Ainda é possível recorrer. Entretanto, a decisão do juiz da 25ª Vara Federal Cível em São Paulo concedeu tutela antecipada, o que significa que as emissores deverão cumprir a pena, antes de finalizar o julgamento de possíveis recursos. O resultado é a produção de quatro programas de televisão, com uma hora de duração, transmitidos duas vezes cada um. E as emissoras deverão disponibilizar seus espaços físicos, equipamentos e pessoal técnico.
 
Leia mais: Em decisão inédita, Justiça condena emissoras por ofender religiões afro
 
Em entrevista ao GGN, Eugênia Gonzaga explicou que a demora deveu-se a vários recursos protelatórios das emissoras e também da União, além de um conflito sobre qual Corte deveria julgar o caso. Mas, para ela, a sentença em favor das religiões afro trazem motivação para direitos de respostas de minorias.

**TRECHOS DE DADOS:**
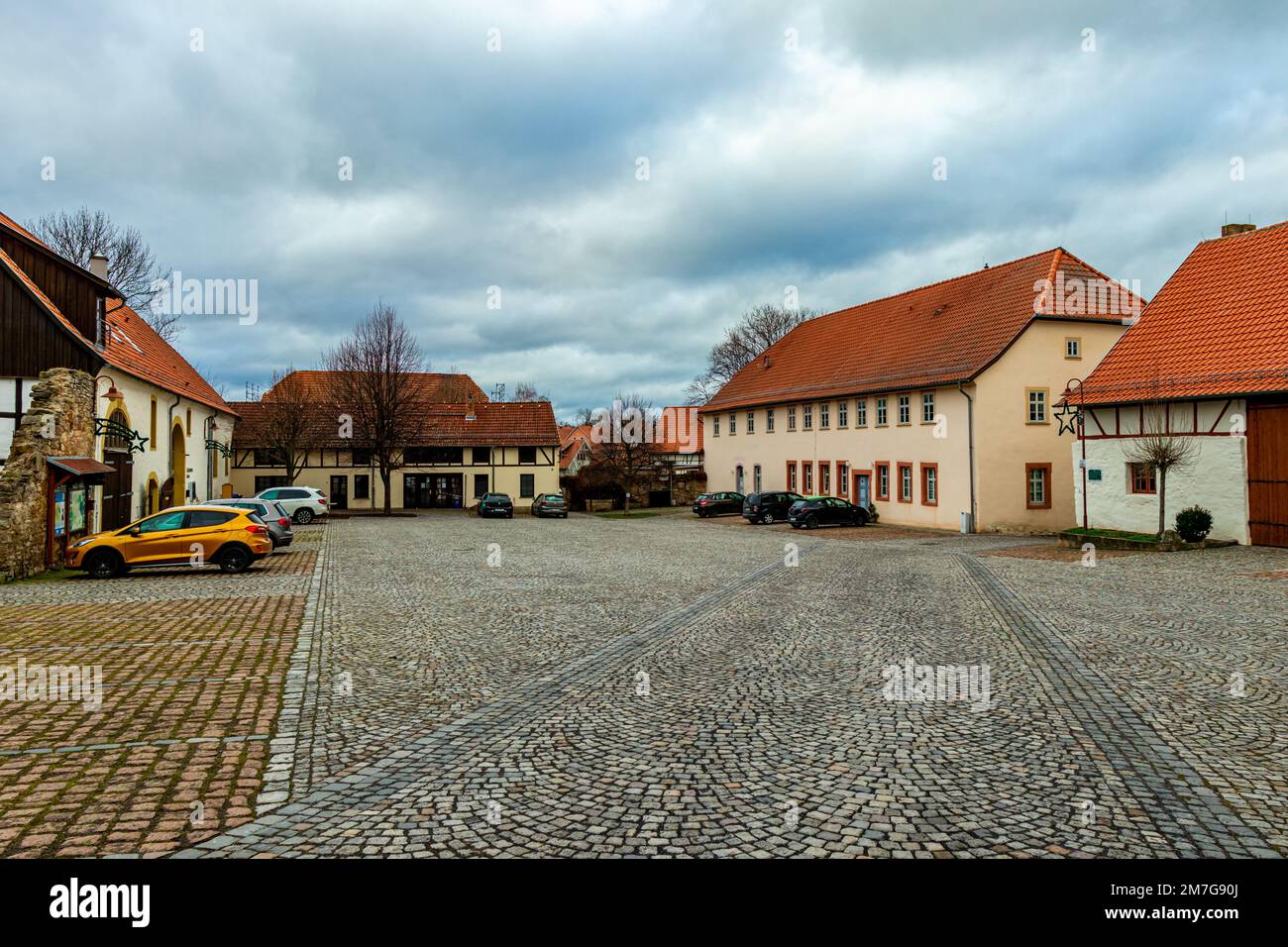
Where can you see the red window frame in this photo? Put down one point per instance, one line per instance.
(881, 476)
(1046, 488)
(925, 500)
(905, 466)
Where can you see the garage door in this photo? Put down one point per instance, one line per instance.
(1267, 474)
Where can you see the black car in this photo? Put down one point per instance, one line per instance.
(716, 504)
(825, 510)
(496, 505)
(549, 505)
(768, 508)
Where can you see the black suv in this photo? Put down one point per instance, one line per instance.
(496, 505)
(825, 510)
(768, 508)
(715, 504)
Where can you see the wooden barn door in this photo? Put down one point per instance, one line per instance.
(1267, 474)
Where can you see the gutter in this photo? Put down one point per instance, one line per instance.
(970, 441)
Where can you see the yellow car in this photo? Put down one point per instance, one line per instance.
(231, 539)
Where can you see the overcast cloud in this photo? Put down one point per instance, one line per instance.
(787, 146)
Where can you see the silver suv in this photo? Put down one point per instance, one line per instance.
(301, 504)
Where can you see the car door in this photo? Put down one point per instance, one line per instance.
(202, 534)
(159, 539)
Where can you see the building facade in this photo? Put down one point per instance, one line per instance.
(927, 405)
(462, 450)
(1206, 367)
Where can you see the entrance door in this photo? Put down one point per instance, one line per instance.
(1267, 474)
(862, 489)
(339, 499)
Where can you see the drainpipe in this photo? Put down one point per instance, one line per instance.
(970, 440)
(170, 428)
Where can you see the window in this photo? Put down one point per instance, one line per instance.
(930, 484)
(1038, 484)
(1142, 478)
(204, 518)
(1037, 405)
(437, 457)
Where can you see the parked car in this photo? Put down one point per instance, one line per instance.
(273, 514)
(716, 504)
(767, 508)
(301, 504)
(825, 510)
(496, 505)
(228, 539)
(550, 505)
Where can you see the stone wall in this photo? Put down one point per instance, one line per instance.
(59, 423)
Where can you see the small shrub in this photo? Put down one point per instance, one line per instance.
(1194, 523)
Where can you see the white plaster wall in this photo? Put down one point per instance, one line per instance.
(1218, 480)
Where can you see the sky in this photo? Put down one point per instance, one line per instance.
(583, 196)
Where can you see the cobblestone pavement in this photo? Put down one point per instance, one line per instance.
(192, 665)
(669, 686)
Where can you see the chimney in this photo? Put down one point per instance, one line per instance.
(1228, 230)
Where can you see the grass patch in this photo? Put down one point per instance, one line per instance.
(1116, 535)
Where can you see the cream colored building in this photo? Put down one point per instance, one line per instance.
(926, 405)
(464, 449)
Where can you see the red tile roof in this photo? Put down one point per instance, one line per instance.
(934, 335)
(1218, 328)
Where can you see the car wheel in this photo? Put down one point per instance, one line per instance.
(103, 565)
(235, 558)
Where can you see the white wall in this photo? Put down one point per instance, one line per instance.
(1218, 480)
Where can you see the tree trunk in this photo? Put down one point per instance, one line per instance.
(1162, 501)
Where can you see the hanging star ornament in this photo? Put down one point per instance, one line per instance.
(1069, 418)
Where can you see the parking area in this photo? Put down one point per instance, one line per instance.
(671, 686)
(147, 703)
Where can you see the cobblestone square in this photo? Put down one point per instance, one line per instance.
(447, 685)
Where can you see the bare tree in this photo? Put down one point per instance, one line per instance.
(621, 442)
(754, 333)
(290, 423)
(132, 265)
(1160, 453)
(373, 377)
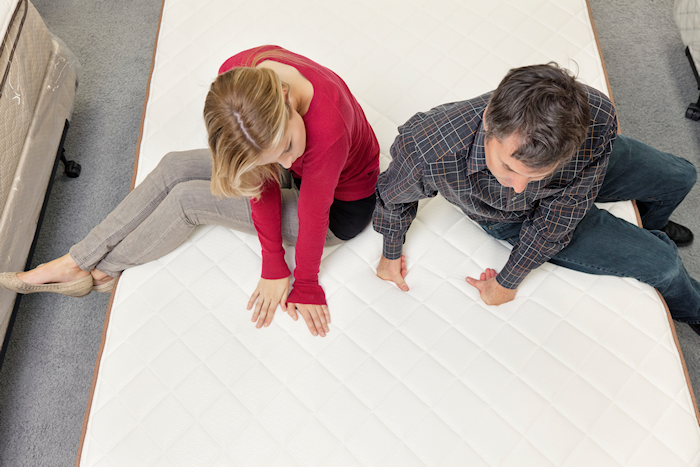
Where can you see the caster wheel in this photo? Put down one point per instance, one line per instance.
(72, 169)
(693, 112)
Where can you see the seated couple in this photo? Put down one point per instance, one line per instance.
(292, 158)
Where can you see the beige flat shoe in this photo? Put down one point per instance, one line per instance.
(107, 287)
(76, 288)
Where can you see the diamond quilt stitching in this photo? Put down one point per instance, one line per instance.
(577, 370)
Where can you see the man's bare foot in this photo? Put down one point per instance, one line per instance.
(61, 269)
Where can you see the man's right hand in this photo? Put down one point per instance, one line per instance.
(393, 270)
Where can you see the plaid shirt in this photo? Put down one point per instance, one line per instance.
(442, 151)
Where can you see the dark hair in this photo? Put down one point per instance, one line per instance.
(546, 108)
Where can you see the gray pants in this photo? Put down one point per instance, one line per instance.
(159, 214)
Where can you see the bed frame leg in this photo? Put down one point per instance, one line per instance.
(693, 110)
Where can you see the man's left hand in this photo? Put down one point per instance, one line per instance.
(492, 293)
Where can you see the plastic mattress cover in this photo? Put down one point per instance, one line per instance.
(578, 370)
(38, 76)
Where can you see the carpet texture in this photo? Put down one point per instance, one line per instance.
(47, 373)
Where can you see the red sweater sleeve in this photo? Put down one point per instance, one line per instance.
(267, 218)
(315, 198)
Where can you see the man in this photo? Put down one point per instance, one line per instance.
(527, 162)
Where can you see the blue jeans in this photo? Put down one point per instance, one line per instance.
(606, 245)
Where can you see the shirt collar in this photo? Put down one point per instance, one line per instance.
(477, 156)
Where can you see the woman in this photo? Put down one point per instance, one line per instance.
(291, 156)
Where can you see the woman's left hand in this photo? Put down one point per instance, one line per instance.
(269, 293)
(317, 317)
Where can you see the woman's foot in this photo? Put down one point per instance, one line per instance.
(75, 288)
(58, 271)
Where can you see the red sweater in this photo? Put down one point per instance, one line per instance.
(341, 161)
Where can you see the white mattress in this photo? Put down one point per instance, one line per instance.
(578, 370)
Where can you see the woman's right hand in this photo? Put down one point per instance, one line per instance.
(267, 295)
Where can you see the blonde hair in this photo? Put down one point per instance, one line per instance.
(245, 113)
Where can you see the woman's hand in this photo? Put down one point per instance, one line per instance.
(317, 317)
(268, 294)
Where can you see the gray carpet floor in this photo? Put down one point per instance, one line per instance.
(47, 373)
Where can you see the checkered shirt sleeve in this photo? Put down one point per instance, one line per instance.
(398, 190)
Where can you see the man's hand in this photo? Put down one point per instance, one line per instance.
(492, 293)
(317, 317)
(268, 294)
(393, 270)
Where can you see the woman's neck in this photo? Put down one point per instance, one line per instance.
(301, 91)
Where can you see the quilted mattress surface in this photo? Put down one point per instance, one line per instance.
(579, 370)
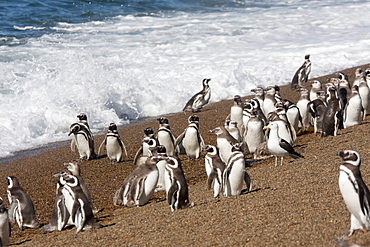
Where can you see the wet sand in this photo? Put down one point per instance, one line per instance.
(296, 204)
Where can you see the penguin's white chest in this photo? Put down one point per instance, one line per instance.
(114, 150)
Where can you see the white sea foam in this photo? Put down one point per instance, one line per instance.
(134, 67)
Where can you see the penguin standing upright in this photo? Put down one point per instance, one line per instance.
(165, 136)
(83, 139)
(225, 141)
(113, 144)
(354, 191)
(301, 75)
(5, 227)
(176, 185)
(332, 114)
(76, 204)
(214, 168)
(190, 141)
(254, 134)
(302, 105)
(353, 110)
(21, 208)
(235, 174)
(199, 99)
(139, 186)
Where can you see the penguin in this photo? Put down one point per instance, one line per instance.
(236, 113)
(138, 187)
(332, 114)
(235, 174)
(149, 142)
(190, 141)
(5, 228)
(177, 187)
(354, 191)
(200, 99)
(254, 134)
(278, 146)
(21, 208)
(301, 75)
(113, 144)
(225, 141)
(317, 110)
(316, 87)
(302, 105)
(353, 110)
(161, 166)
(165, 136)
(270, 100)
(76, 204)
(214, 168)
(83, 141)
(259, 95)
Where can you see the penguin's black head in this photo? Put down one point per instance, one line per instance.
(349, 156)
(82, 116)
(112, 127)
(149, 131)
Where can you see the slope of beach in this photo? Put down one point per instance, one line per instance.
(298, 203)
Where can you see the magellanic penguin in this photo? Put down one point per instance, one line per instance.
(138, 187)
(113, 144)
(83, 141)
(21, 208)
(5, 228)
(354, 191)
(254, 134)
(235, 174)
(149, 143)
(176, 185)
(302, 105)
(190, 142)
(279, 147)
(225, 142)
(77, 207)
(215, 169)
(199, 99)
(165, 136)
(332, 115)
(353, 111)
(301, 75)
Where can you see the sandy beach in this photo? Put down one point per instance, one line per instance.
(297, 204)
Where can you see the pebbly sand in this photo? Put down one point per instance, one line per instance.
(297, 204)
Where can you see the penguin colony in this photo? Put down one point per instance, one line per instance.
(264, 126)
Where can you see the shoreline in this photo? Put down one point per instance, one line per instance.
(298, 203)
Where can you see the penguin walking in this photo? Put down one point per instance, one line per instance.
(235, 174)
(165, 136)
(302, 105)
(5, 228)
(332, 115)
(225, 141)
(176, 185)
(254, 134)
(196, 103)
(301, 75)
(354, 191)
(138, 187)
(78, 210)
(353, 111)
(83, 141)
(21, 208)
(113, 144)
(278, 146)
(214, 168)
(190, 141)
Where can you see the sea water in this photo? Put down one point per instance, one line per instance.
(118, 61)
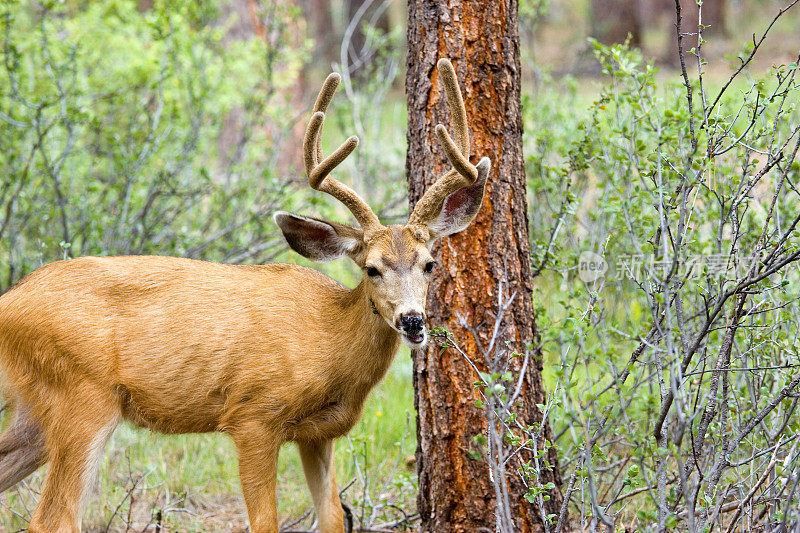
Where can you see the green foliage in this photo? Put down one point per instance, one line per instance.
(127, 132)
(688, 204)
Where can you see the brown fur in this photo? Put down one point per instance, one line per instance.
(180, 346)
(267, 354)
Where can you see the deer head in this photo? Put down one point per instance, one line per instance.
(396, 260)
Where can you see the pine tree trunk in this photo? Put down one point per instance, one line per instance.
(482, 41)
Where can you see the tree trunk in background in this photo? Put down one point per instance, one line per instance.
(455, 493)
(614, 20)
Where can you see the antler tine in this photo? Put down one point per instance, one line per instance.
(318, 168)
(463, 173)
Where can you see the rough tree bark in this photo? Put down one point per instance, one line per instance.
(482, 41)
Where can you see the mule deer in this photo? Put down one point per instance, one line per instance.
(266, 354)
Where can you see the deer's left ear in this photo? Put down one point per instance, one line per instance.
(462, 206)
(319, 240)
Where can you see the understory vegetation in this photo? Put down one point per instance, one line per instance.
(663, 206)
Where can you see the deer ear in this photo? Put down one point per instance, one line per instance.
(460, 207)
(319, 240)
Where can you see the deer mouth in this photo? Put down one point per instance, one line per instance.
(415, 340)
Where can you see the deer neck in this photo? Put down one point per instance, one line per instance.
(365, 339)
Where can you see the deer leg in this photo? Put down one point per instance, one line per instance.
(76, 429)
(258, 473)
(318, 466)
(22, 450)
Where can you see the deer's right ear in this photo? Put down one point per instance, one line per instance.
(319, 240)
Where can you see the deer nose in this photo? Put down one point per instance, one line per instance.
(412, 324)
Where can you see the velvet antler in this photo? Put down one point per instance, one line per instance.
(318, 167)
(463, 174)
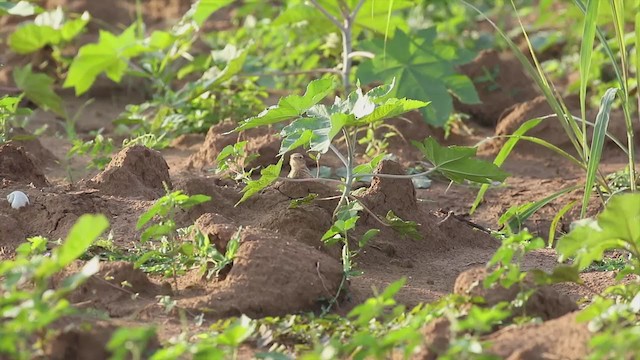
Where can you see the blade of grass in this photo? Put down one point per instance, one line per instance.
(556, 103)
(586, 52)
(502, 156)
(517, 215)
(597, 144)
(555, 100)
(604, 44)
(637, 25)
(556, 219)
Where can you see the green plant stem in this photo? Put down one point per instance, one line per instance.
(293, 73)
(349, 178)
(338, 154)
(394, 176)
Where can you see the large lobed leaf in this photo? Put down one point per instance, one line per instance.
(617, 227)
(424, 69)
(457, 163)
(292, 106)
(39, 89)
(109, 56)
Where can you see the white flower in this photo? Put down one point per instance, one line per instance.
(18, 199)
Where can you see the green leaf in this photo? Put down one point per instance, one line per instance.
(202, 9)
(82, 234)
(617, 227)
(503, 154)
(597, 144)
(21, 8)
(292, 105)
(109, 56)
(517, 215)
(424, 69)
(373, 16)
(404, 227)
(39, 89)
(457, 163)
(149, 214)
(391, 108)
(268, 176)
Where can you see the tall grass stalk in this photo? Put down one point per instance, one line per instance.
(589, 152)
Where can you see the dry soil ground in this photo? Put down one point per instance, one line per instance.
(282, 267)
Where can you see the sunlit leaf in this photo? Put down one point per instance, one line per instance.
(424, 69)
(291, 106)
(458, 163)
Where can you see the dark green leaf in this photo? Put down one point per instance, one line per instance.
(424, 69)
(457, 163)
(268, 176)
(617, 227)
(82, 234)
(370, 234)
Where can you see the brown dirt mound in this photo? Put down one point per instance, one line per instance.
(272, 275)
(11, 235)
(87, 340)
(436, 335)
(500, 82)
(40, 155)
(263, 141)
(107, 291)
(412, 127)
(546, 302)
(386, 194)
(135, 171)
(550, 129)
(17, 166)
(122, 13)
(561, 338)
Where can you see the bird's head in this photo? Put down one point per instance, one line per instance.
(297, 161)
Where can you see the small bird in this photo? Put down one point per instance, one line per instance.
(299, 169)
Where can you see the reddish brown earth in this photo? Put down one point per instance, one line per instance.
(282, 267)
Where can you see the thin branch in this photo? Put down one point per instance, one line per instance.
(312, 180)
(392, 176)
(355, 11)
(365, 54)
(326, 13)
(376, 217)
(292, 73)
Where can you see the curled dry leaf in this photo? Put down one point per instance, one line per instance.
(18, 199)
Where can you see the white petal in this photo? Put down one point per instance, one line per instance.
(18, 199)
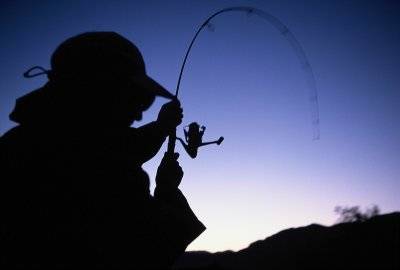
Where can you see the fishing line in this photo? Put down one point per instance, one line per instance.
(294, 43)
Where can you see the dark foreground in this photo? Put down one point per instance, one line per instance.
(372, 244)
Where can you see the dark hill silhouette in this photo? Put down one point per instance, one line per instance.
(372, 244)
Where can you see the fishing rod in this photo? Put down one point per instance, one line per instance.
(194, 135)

**AÇÕES NECESSÁRIAS:**
• 1. Reescreva o trecho do texto sobre a condenação das emissoras que vai de "Ainda é possível" até "respostas de minorias.", trocando "emissoras" por "redes de TV".
• 2. Resuma em duas frases o texto sobre a condenação das emissoras.
• 3. Liste tudo o que, segundo o texto sobre a condenação das emissoras, as emissoras deverão disponibilizar.
As linhas vêm de outra fonte.

**SOLUÇÕES DOS PROBLEMAS:**
• 1.
Ainda é possível recorrer. Entretanto, a decisão do juiz da 25ª Vara Federal Cível em São Paulo concedeu tutela antecipada, o que significa que as emissores deverão cumprir a pena, antes de finalizar o julgamento de possíveis recursos. O resultado é a produção de quatro programas de televisão, com uma hora de duração, transmitidos duas vezes cada um. E as redes de TV deverão disponibilizar seus espaços físicos, equipamentos e pessoal técnico.
 
Leia mais: Em decisão inédita, Justiça condena redes de TV por ofender religiões afro
 
Em entrevista ao GGN, Eugênia Gonzaga explicou que a demora deveu-se a vários recursos protelatórios das redes de TV e também da União, além de um conflito sobre qual Corte deveria julgar o caso. Mas, para ela, a sentença em favor das religiões afro trazem motivação para direitos de respostas de minorias.

• 2. O juiz da 25ª Vara Federal Cível em São Paulo concedeu tutela antecipada, e por isso as emissoras deverão produzir quatro programas de televisão de uma hora, transmitidos duas vezes cada um, antes do fim do julgamento de possíveis recursos. Segundo Eugênia Gonzaga, a demora veio de recursos protelatórios das emissoras e da União e de um conflito sobre qual Corte deveria julgar o caso, mas a sentença traz motivação para direitos de resposta de minorias.

• 3.
- espaços físicos
- equipamentos
- pessoal técnico